(WRITTEN INSTRUCTION) Format the listing lines from the line with "Place one point on each instance of the pointed" to the line with "(1054, 163)" as a Markdown table with the columns Row and Listing line, numbering each row and leaving out blank lines.

:: INPUT RECORDS ::

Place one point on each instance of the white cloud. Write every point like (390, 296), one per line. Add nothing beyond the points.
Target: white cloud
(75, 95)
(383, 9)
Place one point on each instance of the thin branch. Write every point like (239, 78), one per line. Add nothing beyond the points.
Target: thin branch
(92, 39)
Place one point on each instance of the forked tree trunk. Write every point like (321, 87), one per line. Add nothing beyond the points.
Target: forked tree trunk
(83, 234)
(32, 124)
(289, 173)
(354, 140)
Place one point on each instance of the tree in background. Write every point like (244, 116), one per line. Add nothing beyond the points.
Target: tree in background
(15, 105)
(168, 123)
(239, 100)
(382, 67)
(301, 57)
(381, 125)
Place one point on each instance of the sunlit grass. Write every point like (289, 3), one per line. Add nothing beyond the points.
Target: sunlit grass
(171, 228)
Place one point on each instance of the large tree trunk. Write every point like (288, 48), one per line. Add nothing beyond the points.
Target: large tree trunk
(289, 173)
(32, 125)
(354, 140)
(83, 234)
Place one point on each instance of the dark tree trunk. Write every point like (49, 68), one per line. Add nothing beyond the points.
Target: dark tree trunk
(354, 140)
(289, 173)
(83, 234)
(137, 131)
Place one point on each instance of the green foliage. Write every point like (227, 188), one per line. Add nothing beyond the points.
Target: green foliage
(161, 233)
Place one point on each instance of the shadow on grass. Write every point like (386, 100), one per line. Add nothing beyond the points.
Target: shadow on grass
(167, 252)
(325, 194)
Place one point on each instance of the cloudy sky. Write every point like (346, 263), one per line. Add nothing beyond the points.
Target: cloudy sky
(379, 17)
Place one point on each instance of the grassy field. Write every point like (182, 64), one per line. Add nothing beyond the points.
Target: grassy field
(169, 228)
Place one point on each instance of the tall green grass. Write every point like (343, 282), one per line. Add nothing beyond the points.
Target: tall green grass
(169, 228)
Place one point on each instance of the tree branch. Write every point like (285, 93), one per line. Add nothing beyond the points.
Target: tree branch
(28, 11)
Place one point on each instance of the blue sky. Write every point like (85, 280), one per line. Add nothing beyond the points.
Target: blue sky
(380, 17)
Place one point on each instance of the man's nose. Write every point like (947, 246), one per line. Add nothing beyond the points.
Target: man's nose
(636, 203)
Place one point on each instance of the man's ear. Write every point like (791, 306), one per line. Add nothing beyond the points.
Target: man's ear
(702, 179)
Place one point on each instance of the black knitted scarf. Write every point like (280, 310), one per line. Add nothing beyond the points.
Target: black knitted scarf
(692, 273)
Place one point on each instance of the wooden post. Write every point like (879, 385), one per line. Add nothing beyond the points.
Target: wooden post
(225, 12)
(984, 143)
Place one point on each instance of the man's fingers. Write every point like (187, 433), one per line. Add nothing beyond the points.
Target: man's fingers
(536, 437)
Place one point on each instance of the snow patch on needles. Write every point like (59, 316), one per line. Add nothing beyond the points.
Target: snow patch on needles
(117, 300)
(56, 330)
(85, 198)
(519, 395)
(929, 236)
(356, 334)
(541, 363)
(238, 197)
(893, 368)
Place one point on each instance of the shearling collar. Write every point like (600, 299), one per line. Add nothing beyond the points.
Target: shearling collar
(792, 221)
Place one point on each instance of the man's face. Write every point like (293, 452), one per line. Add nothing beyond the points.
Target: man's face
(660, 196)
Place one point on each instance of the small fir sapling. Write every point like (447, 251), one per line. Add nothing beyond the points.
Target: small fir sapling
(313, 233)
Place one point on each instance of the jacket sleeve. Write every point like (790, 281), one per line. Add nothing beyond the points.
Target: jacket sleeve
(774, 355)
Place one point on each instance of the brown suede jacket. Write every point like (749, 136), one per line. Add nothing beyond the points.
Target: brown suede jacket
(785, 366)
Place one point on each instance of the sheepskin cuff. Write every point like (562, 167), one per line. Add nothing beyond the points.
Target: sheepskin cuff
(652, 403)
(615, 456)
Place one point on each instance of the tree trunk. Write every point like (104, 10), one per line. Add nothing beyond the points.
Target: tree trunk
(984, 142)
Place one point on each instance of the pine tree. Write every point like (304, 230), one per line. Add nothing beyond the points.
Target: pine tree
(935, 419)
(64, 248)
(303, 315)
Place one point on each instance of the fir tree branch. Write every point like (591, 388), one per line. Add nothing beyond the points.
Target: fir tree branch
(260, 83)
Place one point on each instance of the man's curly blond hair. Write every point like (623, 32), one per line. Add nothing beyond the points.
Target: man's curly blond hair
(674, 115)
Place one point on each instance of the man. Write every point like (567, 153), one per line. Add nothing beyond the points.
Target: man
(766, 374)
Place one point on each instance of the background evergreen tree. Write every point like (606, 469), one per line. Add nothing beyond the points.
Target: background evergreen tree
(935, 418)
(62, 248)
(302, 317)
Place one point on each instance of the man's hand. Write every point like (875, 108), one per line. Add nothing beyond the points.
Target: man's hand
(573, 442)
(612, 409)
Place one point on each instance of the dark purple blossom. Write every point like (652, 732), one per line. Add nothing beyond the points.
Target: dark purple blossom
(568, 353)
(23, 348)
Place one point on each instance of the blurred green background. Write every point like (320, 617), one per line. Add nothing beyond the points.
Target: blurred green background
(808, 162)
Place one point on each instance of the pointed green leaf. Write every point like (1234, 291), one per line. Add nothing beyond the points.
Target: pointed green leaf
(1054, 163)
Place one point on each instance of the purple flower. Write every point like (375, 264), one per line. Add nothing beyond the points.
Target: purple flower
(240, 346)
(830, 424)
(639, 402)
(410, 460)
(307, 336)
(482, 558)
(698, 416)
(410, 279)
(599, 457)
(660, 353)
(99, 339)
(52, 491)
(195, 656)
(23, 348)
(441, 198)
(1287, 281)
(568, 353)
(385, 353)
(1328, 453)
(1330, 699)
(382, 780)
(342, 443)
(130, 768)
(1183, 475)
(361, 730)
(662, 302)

:::

(TASK SOLUTION)
| Row | Listing line |
|---|---|
| 1 | Place one point on each instance of the pointed green leaf. Write every point like (1234, 291), one per line. Add nothing beyond the points. |
| 2 | Target: pointed green leaf |
| 3 | (1054, 163) |